- [Apply what you read]:
(1) Please copy the passage on Vietnam's travel industry word for word, from "Luxstay used the" up to and including "way to hotels’.".
(2) According to the passage on Vietnam's travel industry, why is the homestay market not booming in Vietnam? Answer in one to three sentences.

- [Passage shown]:
----
Luxstay used the forced downtime to upgrade its platforms (websites, apps for travelers and hosts) as well as improving customer experience. Kendall’s ambition is to see Vietnam’s homestay market regulated in a similar way to hotels’.
“The reason why the homestay market is not booming here is the lack of regulation. Where hotels have a star rating system, the only way to evaluate a homestay is to experience it firsthand or through word of mouth.” Luxstay aims to change that and is building a system to standardize homestays.
There are reasons to be wary of mass tourism and the risks it poses to the environment. But even in the era of all-inclusive packages and heavy discounts to drum up numbers there is a market for tailored, luxury products. In July, Anantara is launching a new luxury product, The Vietage, a luxury railway carriage linking Da Nang and Quy Nhon. A custom-designed 12-seater carriage will take guests on a journey through the Vietnamese countryside, with amenities on board to include a fully-serviced bar and massage area.
“Future demand for the summer holiday period is looking solid," says Pieter. “The train is generating huge interest and bookings, as well as knock-on accommodation bookings at both Anantara Hoi An and Anantara Quy Nhon Villas.”
Buckle up for a wild ride
After a slow start to the year, Vietnam’s travel industry appears to be on track to capitalize on domestic tourism, with summer bookings looking healthy and public confidence in travel taking less time to rebuild than feared. The fact that Vietnam’s tourism industry is bullish can largely be attributed to the country’s early success in containing the spread of covid-19 and in being able to reassure the population that traveling is safe again. Whether international borders reopen in the next few months or not, Vietnam’s travel sector seems to have found a silver lining even in these difficult times.
----
- [Data provided]:
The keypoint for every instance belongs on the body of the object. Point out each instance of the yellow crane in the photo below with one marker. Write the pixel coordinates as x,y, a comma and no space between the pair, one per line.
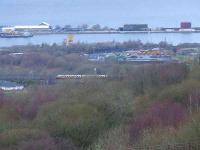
69,39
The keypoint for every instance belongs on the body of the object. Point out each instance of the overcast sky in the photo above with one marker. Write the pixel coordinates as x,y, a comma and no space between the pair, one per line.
106,12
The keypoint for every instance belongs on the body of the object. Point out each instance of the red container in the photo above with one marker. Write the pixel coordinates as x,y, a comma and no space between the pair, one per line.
186,25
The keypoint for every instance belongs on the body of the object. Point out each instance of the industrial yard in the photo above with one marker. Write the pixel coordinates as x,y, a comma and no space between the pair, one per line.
45,28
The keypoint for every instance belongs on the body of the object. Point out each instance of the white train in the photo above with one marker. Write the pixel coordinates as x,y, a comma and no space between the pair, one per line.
81,76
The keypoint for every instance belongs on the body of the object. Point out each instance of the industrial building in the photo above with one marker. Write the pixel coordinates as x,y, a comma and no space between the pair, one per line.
43,27
186,25
135,27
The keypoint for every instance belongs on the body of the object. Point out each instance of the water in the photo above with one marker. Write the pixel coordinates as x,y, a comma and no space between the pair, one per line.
112,13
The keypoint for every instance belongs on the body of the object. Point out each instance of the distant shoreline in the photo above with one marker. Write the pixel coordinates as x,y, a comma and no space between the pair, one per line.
112,32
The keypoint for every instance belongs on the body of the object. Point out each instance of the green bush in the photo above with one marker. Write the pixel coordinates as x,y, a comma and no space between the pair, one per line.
80,122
----
- [Answers]:
(1)
Luxstay used the forced downtime to upgrade its platforms (websites, apps for travelers and hosts) as well as improving customer experience. Kendall’s ambition is to see Vietnam’s homestay market regulated in a similar way to hotels’.

(2) The homestay market is held back by a lack of regulation. Hotels have a star rating system, but a homestay can only be evaluated by experiencing it firsthand or through word of mouth.